=== WRITTEN TASK ===
Can you rewrite the listing below, changing "crowd in stand" to "audience in stand" wherever it occurs and keeping every other line unchanged?

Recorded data
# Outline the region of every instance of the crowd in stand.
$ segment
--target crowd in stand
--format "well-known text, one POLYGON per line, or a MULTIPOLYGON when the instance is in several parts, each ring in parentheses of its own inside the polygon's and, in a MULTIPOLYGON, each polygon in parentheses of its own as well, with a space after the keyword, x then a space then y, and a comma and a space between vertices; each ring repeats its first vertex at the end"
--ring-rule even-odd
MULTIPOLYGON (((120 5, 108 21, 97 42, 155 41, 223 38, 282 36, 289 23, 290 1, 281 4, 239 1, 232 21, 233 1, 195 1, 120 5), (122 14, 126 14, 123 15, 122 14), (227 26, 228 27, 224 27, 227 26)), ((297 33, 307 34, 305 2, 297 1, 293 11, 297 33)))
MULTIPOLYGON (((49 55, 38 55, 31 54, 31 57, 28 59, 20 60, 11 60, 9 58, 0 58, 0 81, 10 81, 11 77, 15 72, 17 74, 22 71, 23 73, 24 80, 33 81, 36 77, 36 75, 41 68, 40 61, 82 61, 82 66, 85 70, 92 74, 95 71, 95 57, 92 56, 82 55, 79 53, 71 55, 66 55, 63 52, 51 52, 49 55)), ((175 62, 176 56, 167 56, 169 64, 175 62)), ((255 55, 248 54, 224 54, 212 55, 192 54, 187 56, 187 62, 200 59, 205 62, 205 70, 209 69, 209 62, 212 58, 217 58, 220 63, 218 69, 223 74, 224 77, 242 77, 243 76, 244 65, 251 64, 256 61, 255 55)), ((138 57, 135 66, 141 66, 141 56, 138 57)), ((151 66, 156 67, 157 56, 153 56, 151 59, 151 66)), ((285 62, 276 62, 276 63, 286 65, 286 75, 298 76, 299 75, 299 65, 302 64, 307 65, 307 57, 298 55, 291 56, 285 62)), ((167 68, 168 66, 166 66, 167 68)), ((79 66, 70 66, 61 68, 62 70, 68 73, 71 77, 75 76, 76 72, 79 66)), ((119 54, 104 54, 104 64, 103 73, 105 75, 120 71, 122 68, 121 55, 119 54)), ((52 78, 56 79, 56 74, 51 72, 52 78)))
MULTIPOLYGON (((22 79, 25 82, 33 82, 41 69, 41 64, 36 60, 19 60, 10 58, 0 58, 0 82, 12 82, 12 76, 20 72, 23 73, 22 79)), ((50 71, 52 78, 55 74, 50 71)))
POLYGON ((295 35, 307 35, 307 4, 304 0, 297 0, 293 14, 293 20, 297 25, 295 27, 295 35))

=== FINISHED TASK ===
# Outline the region of every instance of the audience in stand.
$ segment
--target audience in stand
--format "well-known text, one POLYGON per line, or a MULTIPOLYGON when the instance is in several parts, each ring in parentheses of its own inside the polygon's and, in a MULTIPOLYGON, each polygon in parentheses of its own as well, with a space after the keyword, x then a space then y, and a comma and a space between vertices; each ring repeats its first vertex at the end"
--ring-rule even-odd
MULTIPOLYGON (((120 5, 108 21, 97 42, 155 41, 223 38, 282 36, 289 23, 290 1, 281 4, 239 1, 232 21, 233 1, 195 1, 120 5), (122 14, 126 14, 123 15, 122 14), (227 26, 228 27, 224 27, 227 26)), ((297 33, 307 34, 305 2, 297 1, 293 11, 297 33)))
MULTIPOLYGON (((49 55, 38 55, 31 54, 31 57, 28 59, 20 60, 11 60, 9 58, 0 58, 0 81, 10 81, 11 77, 15 72, 17 74, 22 71, 23 73, 24 80, 33 81, 36 77, 36 75, 41 68, 40 61, 82 61, 82 66, 85 70, 92 74, 95 71, 95 57, 92 56, 82 55, 79 53, 71 55, 66 55, 63 52, 51 52, 49 55)), ((175 62, 176 56, 167 56, 169 64, 175 62)), ((255 55, 248 54, 224 54, 212 55, 192 54, 187 56, 187 62, 200 59, 205 62, 205 70, 209 69, 209 62, 212 58, 217 58, 220 63, 218 69, 223 74, 224 77, 242 77, 243 76, 244 65, 251 64, 256 61, 255 55)), ((138 57, 135 66, 141 66, 141 56, 138 57)), ((151 66, 156 67, 157 56, 153 56, 151 59, 151 66)), ((285 62, 276 62, 276 63, 286 65, 286 75, 298 76, 299 75, 299 65, 302 64, 307 65, 307 57, 298 55, 291 56, 285 62)), ((167 68, 168 66, 166 66, 167 68)), ((79 66, 70 66, 61 68, 62 70, 68 73, 71 77, 75 76, 76 72, 79 66)), ((119 54, 104 54, 104 64, 103 73, 105 75, 120 71, 122 68, 121 55, 119 54)), ((52 78, 56 79, 56 74, 51 72, 52 78)))
MULTIPOLYGON (((22 79, 25 82, 33 82, 41 69, 41 64, 36 60, 19 60, 10 58, 0 58, 0 82, 12 82, 12 76, 20 72, 23 73, 22 79)), ((50 71, 52 78, 55 74, 50 71)))
POLYGON ((295 35, 307 35, 307 4, 304 0, 297 0, 293 14, 293 20, 297 25, 295 27, 295 35))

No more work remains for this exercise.